Recorded data:
↓↓↓
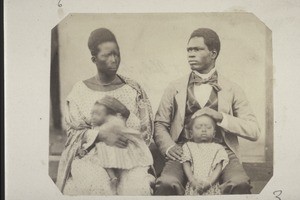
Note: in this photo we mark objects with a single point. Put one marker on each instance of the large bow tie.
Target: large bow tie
(211, 81)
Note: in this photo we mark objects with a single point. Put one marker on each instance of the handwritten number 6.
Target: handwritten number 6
(277, 194)
(59, 4)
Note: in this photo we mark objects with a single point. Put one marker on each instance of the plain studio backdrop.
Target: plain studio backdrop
(153, 53)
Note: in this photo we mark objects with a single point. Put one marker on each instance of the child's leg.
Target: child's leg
(111, 173)
(113, 178)
(135, 181)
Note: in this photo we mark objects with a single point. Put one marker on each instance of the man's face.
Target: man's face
(108, 58)
(199, 56)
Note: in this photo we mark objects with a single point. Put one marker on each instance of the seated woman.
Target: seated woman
(110, 115)
(85, 176)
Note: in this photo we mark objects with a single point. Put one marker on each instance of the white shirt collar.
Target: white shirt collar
(205, 76)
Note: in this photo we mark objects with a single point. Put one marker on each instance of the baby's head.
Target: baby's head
(108, 106)
(202, 128)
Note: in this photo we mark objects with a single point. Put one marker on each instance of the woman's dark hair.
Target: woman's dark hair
(211, 38)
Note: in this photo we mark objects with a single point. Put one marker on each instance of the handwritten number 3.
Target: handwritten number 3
(59, 4)
(277, 194)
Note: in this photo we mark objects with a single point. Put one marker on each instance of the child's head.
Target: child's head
(202, 128)
(108, 106)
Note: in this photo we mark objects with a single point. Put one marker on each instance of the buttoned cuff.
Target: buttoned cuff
(89, 138)
(167, 151)
(224, 122)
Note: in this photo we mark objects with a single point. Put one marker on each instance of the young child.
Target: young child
(203, 160)
(110, 115)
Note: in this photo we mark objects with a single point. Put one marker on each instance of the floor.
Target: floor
(259, 173)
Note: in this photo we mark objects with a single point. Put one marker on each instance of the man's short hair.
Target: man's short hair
(211, 38)
(99, 36)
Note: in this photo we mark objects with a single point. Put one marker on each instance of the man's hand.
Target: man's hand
(175, 153)
(210, 112)
(204, 185)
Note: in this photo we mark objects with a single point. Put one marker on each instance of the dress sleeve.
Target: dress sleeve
(221, 156)
(77, 128)
(186, 157)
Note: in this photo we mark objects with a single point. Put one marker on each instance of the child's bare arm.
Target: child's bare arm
(216, 173)
(188, 170)
(189, 174)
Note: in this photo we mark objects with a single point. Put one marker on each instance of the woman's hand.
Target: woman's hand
(175, 153)
(204, 186)
(113, 139)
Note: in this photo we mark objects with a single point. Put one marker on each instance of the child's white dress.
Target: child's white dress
(204, 157)
(88, 176)
(136, 154)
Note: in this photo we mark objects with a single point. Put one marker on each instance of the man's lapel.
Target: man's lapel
(224, 96)
(181, 87)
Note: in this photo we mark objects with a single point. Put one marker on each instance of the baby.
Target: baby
(110, 115)
(203, 160)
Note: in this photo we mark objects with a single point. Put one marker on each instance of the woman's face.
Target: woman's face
(203, 129)
(108, 58)
(98, 115)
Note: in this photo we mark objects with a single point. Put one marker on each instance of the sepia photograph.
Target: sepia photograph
(156, 104)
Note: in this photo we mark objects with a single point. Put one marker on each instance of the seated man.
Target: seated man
(207, 92)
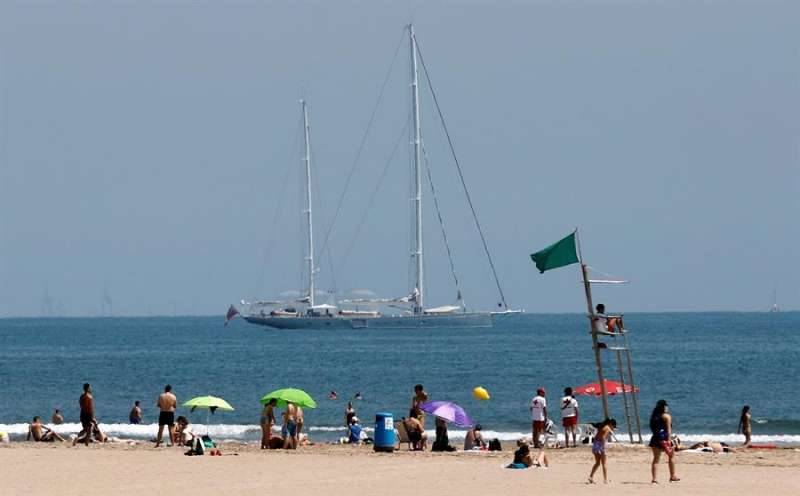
↑↑↑
▸ PROBLEM TO SOLVE:
Starting at the line with "Target: sepia photograph", write out every line exactly through the final line of the records above, both included, and skip the pictures.

▸ FINISHED EXERCISE:
Target: sepia photograph
(156, 104)
Note: in this photo we mark objects with a single point. Put one marker on each instance of the seated man.
Target: seated man
(207, 92)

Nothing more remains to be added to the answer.